(Dataset extract):
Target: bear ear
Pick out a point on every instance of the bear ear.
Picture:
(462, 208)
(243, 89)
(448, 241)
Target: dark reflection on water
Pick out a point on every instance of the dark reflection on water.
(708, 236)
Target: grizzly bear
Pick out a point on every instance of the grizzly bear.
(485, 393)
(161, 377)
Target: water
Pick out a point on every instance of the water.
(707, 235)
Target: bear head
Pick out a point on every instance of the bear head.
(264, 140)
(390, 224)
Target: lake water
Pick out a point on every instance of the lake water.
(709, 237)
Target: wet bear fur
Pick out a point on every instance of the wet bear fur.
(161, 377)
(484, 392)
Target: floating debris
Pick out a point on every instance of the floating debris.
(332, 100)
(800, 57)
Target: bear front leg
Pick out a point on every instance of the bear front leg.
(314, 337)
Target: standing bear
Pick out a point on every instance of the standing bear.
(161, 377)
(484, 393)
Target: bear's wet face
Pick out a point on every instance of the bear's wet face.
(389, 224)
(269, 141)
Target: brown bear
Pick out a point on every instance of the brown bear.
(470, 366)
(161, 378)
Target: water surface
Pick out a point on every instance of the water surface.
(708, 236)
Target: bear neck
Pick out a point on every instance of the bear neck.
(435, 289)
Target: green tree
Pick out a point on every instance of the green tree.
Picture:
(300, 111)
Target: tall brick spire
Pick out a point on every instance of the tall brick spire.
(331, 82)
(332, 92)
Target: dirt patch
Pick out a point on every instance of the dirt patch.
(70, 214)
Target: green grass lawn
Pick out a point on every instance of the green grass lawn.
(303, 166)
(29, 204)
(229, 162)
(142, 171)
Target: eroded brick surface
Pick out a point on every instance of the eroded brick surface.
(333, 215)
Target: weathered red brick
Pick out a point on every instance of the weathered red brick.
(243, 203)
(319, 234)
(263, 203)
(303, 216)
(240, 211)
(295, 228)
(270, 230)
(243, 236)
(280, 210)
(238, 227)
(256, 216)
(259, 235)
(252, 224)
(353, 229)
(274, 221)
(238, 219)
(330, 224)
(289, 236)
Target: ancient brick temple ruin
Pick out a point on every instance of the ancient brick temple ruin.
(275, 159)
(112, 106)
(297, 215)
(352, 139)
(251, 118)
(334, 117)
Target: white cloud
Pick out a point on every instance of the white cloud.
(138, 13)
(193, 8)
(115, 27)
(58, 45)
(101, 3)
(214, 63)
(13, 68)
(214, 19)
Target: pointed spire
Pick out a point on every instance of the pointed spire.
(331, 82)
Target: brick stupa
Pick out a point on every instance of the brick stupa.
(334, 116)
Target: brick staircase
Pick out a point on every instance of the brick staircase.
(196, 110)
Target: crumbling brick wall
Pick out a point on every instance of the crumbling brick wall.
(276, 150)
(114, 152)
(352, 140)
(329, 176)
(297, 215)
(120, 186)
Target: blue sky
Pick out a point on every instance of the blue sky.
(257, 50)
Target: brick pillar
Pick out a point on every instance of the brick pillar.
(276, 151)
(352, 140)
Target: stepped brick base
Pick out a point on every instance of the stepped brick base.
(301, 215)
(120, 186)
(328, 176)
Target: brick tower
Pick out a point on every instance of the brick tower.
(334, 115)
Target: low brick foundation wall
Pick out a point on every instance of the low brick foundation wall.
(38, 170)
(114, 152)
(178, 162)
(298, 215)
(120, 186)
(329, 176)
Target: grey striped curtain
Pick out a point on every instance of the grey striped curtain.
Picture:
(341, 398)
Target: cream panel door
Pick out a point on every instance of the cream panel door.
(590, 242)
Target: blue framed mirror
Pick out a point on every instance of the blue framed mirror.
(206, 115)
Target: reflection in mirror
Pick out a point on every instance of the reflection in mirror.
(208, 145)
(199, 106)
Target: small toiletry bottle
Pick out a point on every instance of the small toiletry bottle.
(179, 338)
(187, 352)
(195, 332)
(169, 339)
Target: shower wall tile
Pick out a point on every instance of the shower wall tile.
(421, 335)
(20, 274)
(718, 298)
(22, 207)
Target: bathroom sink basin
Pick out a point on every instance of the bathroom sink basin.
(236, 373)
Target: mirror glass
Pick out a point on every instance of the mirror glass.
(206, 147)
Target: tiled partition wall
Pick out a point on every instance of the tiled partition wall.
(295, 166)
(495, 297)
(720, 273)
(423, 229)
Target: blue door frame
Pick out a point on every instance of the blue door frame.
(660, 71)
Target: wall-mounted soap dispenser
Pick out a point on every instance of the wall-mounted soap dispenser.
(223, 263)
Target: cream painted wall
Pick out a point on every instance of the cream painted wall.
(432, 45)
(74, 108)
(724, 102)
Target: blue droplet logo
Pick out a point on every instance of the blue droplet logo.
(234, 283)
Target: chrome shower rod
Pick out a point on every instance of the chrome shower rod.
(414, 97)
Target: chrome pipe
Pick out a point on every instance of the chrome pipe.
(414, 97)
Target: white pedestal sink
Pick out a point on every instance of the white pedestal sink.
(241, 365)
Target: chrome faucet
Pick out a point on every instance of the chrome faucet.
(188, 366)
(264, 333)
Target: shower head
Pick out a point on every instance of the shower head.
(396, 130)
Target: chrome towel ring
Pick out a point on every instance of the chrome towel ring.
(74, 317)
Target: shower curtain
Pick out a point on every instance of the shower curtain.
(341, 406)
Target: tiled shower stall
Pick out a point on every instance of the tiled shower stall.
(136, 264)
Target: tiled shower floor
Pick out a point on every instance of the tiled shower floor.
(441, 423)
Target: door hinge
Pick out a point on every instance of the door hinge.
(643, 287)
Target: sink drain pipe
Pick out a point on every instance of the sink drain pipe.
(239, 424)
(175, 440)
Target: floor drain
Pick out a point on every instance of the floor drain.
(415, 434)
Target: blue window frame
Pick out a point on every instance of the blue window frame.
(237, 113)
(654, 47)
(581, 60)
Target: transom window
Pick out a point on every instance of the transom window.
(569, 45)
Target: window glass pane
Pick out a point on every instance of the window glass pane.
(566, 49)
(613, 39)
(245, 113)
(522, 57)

(What you should do): Give the lines exactly as they stand, from the line with "Target: blue droplet logo" through the end of the material.

(Final answer):
Target: blue droplet logo
Pick out a point on every instance of the blue droplet logo.
(234, 283)
Target: chrome shower rod
Pick out a point on every instance of the chrome shower rod.
(414, 97)
Target: chrome pipe
Pick out a point on every instance of the chrome pipe.
(414, 97)
Target: white pedestal sink
Pick out a point on every instance of the white pedestal sink.
(241, 365)
Target: chrome faucet
Pick out a point on every instance of the chrome faucet.
(188, 366)
(264, 333)
Target: shower head
Pick out a point on every instance of the shower head.
(396, 130)
Target: chrome towel ring
Pick out a point on every instance of the chrome towel ring.
(74, 317)
Target: shower curtain
Pick out a point on every instance of the shower curtain.
(341, 406)
Target: tiled shower stall
Pick out a point on every instance of the tiled shower stall.
(136, 264)
Target: tiled shower floor
Pick out a point on every instance of the tiled shower floor.
(441, 423)
Target: door hinge
Pick out a point on every instance of the door hinge.
(643, 287)
Target: sink drain pipe
Pick out a point on every instance of the sink drain pipe.
(239, 424)
(175, 440)
Target: floor drain
Pick out a point on every instance of the floor drain.
(415, 434)
Target: blue window frame
Pick out a point on every instance of the blue window frame.
(237, 113)
(654, 47)
(581, 60)
Target: transom window
Pick out a point on every instance of the transom window.
(569, 45)
Target: window glass pane
Pick out a point on every instance of the window glass pane.
(566, 49)
(613, 39)
(245, 113)
(522, 57)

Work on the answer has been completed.